** start Data section **
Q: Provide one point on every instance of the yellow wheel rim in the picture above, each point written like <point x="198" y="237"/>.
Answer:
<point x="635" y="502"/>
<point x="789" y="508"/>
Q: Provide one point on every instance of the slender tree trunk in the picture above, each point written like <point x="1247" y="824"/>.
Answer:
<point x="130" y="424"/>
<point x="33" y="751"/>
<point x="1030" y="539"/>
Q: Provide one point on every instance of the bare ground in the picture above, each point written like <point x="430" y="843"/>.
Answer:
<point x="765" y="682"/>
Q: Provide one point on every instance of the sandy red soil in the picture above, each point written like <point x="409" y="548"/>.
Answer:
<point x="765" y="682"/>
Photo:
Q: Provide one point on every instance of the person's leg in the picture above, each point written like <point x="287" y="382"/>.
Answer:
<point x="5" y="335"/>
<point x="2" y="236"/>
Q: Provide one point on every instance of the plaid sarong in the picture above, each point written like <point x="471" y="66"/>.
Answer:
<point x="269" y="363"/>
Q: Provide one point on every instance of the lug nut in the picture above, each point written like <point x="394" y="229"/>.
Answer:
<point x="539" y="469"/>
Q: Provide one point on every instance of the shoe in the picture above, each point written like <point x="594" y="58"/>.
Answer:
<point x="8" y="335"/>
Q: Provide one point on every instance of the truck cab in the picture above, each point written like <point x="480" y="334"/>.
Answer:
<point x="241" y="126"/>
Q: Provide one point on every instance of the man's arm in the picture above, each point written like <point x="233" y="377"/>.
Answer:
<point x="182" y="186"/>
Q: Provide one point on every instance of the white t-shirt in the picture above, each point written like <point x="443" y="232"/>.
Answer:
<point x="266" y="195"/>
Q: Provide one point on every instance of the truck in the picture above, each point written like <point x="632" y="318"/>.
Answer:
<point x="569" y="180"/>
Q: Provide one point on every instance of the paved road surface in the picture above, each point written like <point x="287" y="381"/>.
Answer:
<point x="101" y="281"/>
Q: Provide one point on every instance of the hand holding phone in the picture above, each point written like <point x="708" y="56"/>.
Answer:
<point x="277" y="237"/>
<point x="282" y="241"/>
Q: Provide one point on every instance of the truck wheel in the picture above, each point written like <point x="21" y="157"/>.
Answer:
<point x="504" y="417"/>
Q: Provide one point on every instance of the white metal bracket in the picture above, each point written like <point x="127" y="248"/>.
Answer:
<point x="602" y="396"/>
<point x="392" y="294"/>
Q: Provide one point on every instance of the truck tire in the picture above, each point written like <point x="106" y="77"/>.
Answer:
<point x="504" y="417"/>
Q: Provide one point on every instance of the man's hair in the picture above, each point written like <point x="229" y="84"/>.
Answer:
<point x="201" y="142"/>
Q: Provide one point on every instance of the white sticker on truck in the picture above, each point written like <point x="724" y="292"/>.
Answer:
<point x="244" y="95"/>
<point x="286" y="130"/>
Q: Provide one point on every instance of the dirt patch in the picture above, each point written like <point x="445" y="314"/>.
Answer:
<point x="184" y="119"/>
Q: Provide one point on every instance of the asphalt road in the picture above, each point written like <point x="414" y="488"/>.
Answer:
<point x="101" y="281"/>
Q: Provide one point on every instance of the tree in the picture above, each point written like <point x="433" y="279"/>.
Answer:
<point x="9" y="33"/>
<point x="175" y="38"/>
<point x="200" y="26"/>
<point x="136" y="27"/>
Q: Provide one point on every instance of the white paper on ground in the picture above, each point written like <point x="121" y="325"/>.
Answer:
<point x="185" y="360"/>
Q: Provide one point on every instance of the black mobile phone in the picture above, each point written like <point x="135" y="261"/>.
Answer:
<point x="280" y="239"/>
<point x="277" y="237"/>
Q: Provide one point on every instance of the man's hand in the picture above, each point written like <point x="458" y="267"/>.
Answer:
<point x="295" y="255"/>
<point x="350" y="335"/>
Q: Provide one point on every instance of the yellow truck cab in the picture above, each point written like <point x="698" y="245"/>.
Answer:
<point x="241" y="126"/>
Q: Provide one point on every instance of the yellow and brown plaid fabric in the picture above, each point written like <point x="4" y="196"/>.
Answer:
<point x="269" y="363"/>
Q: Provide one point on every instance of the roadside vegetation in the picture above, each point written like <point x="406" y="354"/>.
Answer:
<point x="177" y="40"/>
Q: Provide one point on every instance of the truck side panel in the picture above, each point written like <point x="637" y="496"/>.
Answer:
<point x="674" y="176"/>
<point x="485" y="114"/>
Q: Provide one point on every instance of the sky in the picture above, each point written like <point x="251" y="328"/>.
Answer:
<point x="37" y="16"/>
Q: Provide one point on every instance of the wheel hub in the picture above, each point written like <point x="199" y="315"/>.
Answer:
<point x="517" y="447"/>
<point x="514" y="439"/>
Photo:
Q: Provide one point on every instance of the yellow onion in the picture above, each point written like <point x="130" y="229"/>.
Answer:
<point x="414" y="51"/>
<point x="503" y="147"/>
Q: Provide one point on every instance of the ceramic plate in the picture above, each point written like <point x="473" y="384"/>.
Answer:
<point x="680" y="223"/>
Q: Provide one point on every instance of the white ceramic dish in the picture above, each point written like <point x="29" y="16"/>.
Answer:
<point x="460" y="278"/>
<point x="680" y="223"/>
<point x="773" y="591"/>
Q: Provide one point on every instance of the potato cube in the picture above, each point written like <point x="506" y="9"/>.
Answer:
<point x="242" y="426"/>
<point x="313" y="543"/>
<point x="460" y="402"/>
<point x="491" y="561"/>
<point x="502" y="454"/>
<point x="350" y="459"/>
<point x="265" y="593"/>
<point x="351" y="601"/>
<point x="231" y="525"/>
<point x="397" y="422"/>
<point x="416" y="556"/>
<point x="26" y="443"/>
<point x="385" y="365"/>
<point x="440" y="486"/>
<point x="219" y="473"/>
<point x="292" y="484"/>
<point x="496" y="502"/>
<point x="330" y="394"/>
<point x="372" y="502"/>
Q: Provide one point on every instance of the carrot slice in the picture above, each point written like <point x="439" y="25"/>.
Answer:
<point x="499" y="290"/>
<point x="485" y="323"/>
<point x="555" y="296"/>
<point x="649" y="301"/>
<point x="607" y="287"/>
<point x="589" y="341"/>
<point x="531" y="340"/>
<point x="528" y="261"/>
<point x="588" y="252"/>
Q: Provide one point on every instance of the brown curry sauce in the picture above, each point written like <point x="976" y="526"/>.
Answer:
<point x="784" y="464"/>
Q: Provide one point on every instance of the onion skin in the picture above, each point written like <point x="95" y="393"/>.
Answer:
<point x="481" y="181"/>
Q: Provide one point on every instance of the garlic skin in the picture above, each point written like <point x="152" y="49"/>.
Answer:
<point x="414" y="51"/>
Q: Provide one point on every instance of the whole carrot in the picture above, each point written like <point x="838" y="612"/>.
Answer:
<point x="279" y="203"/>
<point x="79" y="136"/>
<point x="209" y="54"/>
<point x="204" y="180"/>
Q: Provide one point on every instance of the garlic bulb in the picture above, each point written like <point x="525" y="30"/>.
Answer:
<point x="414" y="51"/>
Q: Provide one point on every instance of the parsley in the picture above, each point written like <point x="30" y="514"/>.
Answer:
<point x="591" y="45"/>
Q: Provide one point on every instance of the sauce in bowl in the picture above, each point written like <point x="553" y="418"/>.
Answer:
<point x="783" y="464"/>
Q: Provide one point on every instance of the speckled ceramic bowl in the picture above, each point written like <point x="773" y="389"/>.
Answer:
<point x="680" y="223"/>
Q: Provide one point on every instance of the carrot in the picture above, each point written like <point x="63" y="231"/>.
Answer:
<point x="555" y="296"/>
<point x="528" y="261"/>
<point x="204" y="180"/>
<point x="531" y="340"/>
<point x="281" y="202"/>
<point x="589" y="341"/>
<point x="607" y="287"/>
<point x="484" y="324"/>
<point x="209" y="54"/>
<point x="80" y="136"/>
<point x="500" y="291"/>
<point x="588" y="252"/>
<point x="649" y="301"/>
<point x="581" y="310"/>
** end Data section **
> **What to do**
Repeat only what runs from the line holding "Q: Provide one point on every instance of the brown" to the end of the data, keeping every line exactly as written, first and last included.

> **Exercise response**
Q: Provide one point on every instance of the brown curry sauce in the picture above, each point written like <point x="976" y="526"/>.
Answer:
<point x="784" y="464"/>
Q: Provide one point on every instance of the onion skin in the picture above, each point written like <point x="95" y="393"/>.
Answer:
<point x="481" y="181"/>
Q: Provide one point on every instance of the garlic skin in the picture above, each point written like <point x="152" y="49"/>.
Answer:
<point x="414" y="51"/>
Q: Provide one point on every instance of the whole carrot in the picture above, each point written like <point x="838" y="612"/>.
Answer:
<point x="279" y="203"/>
<point x="79" y="136"/>
<point x="209" y="54"/>
<point x="204" y="180"/>
Q: Provide one point on every instance of the garlic bulb in the picture above, each point written like <point x="525" y="30"/>.
Answer:
<point x="414" y="51"/>
Q: Provide one point on every instance of the parsley in the picture above, each point written like <point x="30" y="514"/>.
Answer:
<point x="591" y="45"/>
Q: Provide one point on every instance of the sauce in bowl in the picture above, each point written like <point x="553" y="418"/>.
Answer:
<point x="783" y="464"/>
Q: Provide one point on every instance of the speckled ceramic bowl in the picture above, each point written like <point x="773" y="389"/>.
Answer:
<point x="680" y="223"/>
Q: Provide one point on every instance of the carrot in the picture above, each point written like <point x="63" y="231"/>.
Answer:
<point x="555" y="296"/>
<point x="528" y="261"/>
<point x="204" y="180"/>
<point x="531" y="340"/>
<point x="281" y="202"/>
<point x="589" y="341"/>
<point x="607" y="287"/>
<point x="484" y="324"/>
<point x="209" y="54"/>
<point x="80" y="136"/>
<point x="500" y="291"/>
<point x="588" y="252"/>
<point x="649" y="301"/>
<point x="581" y="310"/>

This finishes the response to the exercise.